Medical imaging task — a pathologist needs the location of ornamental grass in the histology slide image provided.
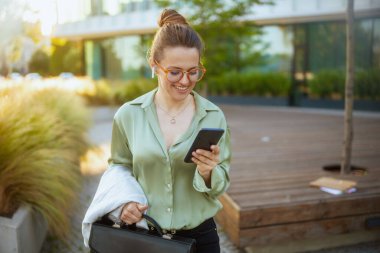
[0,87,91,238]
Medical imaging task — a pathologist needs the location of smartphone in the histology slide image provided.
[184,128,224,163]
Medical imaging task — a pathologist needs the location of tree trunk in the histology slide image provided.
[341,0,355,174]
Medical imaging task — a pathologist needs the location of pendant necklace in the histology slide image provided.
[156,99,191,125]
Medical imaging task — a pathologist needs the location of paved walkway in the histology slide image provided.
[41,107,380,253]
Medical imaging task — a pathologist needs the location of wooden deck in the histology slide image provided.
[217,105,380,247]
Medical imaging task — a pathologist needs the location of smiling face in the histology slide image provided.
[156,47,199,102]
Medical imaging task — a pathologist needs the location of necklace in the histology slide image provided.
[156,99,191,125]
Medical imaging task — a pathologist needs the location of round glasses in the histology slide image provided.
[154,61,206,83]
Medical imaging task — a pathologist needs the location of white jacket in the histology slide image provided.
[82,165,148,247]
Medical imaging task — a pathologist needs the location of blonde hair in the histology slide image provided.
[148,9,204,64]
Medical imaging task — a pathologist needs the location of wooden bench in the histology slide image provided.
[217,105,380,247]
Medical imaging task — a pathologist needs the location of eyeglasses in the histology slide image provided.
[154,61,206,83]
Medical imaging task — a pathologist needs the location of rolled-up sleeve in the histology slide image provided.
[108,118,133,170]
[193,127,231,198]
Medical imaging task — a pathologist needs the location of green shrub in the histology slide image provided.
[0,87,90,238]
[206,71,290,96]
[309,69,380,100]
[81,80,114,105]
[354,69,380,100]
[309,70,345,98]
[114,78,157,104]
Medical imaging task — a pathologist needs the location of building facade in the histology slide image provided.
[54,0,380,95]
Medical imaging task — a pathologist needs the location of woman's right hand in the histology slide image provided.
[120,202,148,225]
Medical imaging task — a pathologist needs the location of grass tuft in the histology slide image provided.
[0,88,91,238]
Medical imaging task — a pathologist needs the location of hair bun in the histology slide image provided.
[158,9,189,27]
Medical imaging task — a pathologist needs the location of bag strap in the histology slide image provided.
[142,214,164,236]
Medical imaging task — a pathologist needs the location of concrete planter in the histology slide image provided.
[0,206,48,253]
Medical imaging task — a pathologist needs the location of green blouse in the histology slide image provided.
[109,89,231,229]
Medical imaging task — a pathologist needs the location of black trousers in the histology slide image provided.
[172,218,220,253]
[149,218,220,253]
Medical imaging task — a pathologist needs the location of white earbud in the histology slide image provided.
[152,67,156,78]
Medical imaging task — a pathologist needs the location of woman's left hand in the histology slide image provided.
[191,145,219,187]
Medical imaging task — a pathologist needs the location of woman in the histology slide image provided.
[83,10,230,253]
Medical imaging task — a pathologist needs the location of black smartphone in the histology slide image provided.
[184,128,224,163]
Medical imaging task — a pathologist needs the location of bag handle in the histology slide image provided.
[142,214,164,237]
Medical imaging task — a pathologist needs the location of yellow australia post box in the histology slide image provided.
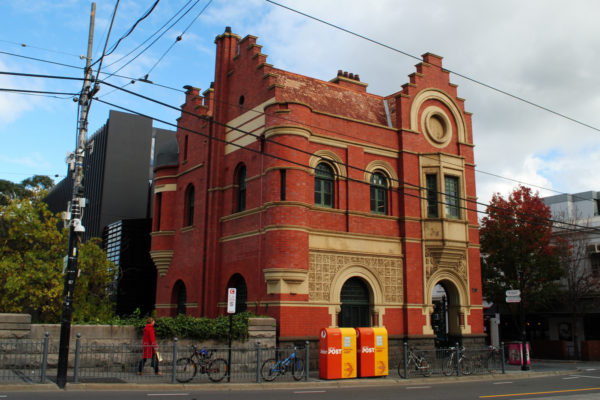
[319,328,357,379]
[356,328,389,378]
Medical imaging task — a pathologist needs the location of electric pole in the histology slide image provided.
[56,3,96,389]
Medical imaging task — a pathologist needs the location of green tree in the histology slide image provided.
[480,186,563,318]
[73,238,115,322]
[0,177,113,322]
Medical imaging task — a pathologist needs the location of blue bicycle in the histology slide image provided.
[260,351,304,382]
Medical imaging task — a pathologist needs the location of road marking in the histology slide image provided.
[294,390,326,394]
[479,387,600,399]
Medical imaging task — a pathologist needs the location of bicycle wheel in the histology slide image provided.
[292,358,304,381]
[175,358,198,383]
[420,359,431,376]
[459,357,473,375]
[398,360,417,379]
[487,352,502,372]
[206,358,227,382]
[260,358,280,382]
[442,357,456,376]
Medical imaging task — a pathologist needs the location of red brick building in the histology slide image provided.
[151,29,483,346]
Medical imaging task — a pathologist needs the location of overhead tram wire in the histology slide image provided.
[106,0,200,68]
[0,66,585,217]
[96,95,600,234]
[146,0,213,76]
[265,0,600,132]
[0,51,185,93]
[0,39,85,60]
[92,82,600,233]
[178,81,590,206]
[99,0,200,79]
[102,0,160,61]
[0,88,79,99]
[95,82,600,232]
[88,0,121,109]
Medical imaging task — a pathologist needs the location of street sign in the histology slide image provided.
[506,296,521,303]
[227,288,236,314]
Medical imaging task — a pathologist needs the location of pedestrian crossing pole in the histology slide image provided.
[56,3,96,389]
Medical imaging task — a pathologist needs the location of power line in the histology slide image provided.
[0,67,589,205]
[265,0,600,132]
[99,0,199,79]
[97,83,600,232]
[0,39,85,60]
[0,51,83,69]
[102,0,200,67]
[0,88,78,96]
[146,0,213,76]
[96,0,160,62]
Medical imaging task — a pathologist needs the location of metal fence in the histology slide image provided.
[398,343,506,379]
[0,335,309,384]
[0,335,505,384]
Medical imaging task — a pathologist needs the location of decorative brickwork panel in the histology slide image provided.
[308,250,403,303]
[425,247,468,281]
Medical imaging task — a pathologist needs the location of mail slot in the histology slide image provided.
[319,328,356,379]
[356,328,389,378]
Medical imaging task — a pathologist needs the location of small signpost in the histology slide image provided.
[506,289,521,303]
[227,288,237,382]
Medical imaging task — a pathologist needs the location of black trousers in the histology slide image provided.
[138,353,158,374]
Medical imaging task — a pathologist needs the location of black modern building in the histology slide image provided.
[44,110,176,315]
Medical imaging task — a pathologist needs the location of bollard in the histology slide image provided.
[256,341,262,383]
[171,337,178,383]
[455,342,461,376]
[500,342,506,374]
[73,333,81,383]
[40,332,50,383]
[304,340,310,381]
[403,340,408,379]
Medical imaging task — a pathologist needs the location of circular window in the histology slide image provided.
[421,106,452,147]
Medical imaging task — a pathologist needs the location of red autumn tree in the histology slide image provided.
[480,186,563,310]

▸ **Stated problem**
Reproduce all of the material above word for word, leaving out the pictures.

▸ **Answer to this task**
Medical imaging task — a pathologist needs the location of ornamental grass in the histology slide image provided.
[0,87,91,238]
Medical imaging task — a pathologist needs the location of smartphone in the histology slide image provided.
[184,128,224,163]
Medical imaging task — a pathologist needs the location of tree trunk in the histology slide image provided.
[341,0,355,174]
Medical imaging task — a pathologist needs the location of pendant necklace in the histology slide image provided.
[156,99,191,125]
Medical imaging task — a pathologist needs the location of paved walkway in the histology slide image provided.
[41,107,380,253]
Medical imaging task — a pathologist needs the location of wooden deck in the histology slide image provided.
[217,105,380,247]
Medical imaging task — a pathologist needs the location of smiling face in the histology slide image provided.
[156,47,199,102]
Medical imaging task — a pathologist needs the location of necklace in the histology slide image provided.
[156,99,191,125]
Medical imaging task — a pathologist needs the location of round glasses in the histology slide image provided.
[154,61,206,83]
Medical imaging task — a pathologist needs the location of white jacket in the histology slide image provided.
[82,165,148,247]
Medical imaging task — a pathologist needs the location of blonde hair in the histology slide image provided.
[148,9,204,64]
Medical imaging task — a pathologist needs the location of wooden bench in the histology slide image provided.
[217,105,380,247]
Medical imaging task — a pathologist needs the location of eyeglasses in the histology slide image provided.
[154,61,206,83]
Medical imaging task — a pathologist needs the location of rolled-up sleeve in the histology slide image provided.
[108,118,133,170]
[193,127,231,198]
Medical imaging task — a pathologist needs the location of green shrub in the histology slide image provided.
[0,87,90,238]
[206,71,290,96]
[309,69,380,100]
[81,80,114,105]
[354,69,380,100]
[309,70,345,98]
[114,78,157,104]
Medical imaging task — a pathologist needs the location of building facade in the histology slide image provided.
[54,0,380,95]
Medical imaging task — a pathologist needs the location of woman's right hand in the histology slide image provided.
[120,202,148,225]
Medical imaging task — a pathologist needs the location of grass tuft in the histology slide image provided.
[0,88,91,238]
Medical imaging task — a pathologist needs the location of hair bun in the histology slide image provided.
[158,9,189,27]
Medical imaging task — a pathologist needs the location of bag strap in the histology slide image provided.
[142,214,164,236]
Medical imaging task — a pathologist needs the location of concrete planter in the histology slide image provided.
[0,206,48,253]
Medical imaging task — a pathologist needs the location of green blouse in the histology slide image provided.
[109,89,231,229]
Medical imaging task — a pathologist needs the location of black trousers in the histology slide image provided.
[172,218,220,253]
[149,218,220,253]
Medical imaging task — a pathologist needs the location of white earbud in the histology slide image provided.
[152,67,156,78]
Medical imaging task — a pathologist needs the location of woman's left hand in the histology slide image provided.
[191,145,219,187]
Medical imaging task — a pathologist needs the location of woman in the histology slide image provided.
[83,10,230,253]
Medical imaging task — a pathologist needs the location of black smartphone in the histology slide image provided.
[184,128,224,163]
Medical imaging task — a pathologist needs the location of bag handle in the histology slide image provided.
[142,214,164,237]
Medical imaging task — a pathologist needs the location of yellow australia post box in the histology slide image provided.
[319,328,357,379]
[356,328,389,378]
Medical imaging task — a pathologist needs the location of electric pole in the histology slide image provided.
[56,3,96,389]
Medical imaging task — a pathologist needs the location of green tree in the histology slide image provided.
[480,186,563,318]
[73,238,115,322]
[0,177,113,322]
Medical imaging task — a pathologist needs the location of blue bicycle in the histology slide image provided.
[260,351,304,382]
Medical imaging task — a pathologist needs the location of road marking in the histology slide image provided.
[294,390,326,394]
[479,387,600,399]
Medical imaging task — a pathologist needs the location of bicycle wheel in the histology slide image provided.
[292,358,304,381]
[175,358,198,383]
[420,359,431,376]
[459,357,473,375]
[398,360,417,379]
[487,352,502,372]
[206,358,227,382]
[260,358,280,382]
[442,357,456,376]
Medical imaging task — a pathologist needs the location of red brick building in the histology slide image provided.
[151,29,483,346]
Medical imaging task — a pathologist needs the location of overhead tram wire in the histology slide image provided.
[106,0,200,68]
[0,66,585,217]
[96,95,600,234]
[146,0,213,76]
[265,0,600,132]
[0,51,185,93]
[0,39,85,60]
[92,82,600,233]
[178,81,590,206]
[99,0,200,79]
[102,0,160,61]
[0,88,79,99]
[95,82,600,232]
[88,0,121,109]
Medical imaging task — a pathologist needs the location of street sign in the histology slide image provided.
[506,296,521,303]
[227,288,236,314]
Medical imaging task — a pathologist needs the location of pedestrian crossing pole in the histology slide image provided.
[56,3,96,389]
Medical imaging task — a pathologist needs the location of power line in the histology slide image provided.
[0,67,589,205]
[265,0,600,132]
[99,0,199,79]
[97,83,600,232]
[0,39,85,60]
[0,51,83,69]
[102,0,200,67]
[0,88,78,96]
[146,0,213,76]
[96,0,160,62]
Medical imaging task — a pathologist needs the location of metal fence in the histology slide image provided.
[398,343,506,379]
[0,335,309,384]
[0,335,505,384]
Medical imaging task — a pathologist needs the location of decorative brickwork panel in the histology slide image provided.
[308,250,403,303]
[425,247,468,281]
Medical imaging task — a pathologist needs the location of mail slot in the histology slide image provided.
[319,328,356,379]
[356,328,389,378]
Medical imaging task — a pathologist needs the location of small signpost in the histology slide image provided.
[506,289,521,303]
[227,288,237,382]
Medical imaging task — a pathologist needs the location of black trousers in the histology slide image provided.
[138,353,158,374]
Medical imaging task — a pathologist needs the location of black modern building in the histology slide image provided.
[44,110,176,315]
Medical imaging task — a pathologist needs the location of bollard in the histology slide image provided.
[256,341,262,383]
[171,337,178,383]
[455,342,461,376]
[500,342,506,374]
[73,333,81,383]
[40,332,50,383]
[304,340,310,381]
[403,340,408,379]
Medical imaging task — a pathologist needs the location of circular window in the histology slide image provided.
[421,106,452,147]
Medical imaging task — a pathologist needs the location of red autumn tree in the histology slide image provided.
[480,186,563,310]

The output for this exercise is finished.